● Text block
Content starts
Background: An abnormal distribution of subsets of γδ T cells, which are a component of the inflammatory infiltrate in arthritic synovium, has been demonstrated in the peripheral blood (PB) of patients with arthritis and neutropenia.

Objective: To evaluate whether the clinical manifestations of patients with arthritis and neutropenia are related to the specific γδ T cell subset predominant in the PB.

Methods: Flow cytometry of PB lymphocytes in six consecutive patients with chronic neutropenia and arthritis was performed. Variable (V) γ and δ gene families were analysed by polymerase chain reaction. cDNA was subjected to direct automated sequencing of T cell receptor (TCR) genes.

Results: Three patients had non-deforming and non-erosive rheumatoid factor (RF)+ polyarticular rheumatoid arthritis, RF+ oligoarticular arthritis, or RF non-deforming oligoarticular psoriatic arthritis with persistent expansions of Vγ1+/Vδ2+, Vγ2+/Vδ2+, or Vγ1+/Vδ undetermined (2− 1−) T cells, respectively. The other three patients, without persistent expansion of γδ T cells, had either non-deforming and non-erosive oligo- or polyarthritis with a balanced distribution of several Vδ and Vγ genes, or severe erosive RF+ arthritis with deficiency of all but Vγ1+/Vδ1+ T cells.

Conclusions: γδ T cell lymphoproliferations in chronic neutropenia and arthritis use different Vγ and Vδ gene families, often forming T cell receptor (TCR) structures that are infrequent in normal adult PB. Arthritis with Vγ1+/Vδ2+, Vγ2+/Vδ2+, or Vγ1+/Vδ2/Vδ1 γδ T cells in the PB is non-deforming and non-erosive, suggesting a protective effect of these cells, as opposed to a more pathogenic contribution of Vγ1+/Vδ1+ cells.
Content ends
[Items from a dataset]
Content starts
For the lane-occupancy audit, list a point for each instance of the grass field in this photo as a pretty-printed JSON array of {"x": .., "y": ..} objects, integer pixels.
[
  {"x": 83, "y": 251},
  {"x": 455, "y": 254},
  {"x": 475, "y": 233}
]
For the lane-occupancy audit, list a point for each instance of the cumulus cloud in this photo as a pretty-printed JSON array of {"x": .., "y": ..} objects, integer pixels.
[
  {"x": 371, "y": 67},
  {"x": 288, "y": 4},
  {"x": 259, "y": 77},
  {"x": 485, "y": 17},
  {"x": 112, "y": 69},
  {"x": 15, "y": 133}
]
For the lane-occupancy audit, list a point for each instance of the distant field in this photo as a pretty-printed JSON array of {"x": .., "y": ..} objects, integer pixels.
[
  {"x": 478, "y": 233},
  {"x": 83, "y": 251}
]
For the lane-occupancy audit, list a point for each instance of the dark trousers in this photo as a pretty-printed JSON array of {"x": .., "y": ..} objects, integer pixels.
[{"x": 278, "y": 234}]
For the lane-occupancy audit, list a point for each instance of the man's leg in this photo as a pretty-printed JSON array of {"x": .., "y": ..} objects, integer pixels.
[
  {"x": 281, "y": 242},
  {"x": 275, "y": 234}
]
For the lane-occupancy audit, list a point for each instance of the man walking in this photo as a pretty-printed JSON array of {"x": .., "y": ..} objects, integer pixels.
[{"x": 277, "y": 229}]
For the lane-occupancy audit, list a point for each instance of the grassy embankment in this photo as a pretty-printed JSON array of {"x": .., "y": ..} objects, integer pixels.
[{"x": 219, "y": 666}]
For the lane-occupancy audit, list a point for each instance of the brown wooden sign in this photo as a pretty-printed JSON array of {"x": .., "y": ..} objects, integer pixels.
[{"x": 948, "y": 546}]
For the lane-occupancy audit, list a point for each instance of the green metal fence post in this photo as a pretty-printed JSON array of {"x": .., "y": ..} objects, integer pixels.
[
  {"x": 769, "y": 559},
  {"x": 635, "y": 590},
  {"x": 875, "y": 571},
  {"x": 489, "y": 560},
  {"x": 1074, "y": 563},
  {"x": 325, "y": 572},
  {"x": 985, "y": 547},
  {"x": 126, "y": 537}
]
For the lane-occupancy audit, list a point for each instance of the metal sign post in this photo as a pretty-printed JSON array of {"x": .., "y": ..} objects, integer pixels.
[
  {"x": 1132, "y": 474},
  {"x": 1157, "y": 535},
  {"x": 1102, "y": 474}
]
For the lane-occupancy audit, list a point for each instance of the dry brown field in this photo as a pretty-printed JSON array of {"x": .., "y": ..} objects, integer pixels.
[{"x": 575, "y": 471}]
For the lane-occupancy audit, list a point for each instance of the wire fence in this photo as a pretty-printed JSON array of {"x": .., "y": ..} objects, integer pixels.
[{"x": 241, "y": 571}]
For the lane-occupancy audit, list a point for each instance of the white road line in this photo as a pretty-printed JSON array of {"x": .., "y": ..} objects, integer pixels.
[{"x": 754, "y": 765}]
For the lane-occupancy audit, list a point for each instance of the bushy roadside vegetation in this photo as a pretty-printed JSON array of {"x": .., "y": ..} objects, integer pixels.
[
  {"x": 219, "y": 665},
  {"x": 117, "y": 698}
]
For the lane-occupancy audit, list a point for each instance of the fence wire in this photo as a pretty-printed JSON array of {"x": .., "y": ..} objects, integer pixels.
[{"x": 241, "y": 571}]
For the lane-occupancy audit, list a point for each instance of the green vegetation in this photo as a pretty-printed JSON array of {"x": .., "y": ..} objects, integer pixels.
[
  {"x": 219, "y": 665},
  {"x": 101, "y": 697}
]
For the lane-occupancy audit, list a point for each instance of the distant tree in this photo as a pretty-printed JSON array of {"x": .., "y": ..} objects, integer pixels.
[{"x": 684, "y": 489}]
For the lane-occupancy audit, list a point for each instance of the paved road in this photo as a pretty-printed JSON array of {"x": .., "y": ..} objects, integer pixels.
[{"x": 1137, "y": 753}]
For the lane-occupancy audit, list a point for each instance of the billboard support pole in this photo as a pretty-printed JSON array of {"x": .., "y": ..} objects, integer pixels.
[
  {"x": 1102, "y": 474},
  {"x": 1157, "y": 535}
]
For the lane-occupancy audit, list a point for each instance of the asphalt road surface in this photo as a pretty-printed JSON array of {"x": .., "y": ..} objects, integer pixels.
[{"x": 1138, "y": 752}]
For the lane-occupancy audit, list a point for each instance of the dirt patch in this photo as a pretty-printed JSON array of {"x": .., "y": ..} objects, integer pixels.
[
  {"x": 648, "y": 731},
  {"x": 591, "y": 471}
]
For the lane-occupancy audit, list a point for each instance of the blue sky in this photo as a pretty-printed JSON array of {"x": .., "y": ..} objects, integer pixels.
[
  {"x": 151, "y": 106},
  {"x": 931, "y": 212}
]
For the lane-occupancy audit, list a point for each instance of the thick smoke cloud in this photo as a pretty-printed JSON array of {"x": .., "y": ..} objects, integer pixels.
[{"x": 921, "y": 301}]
Content ends
● What this task involves
In the abstract on γδ T cells in arthritis and neutropenia, why do the authors suggest that Vγ1+/Vδ2+, Vγ2+/Vδ2+, and Vγ1+/Vδ2/Vδ1 γδ T cells may have a protective effect?

● Solution to this task
Arthritis in patients with these γδ T cells in the peripheral blood was non-deforming and non-erosive. This contrasts with the severe erosive RF+ arthritis seen with deficiency of all but Vγ1+/Vδ1+ T cells, which points to a more pathogenic contribution of Vγ1+/Vδ1+ cells.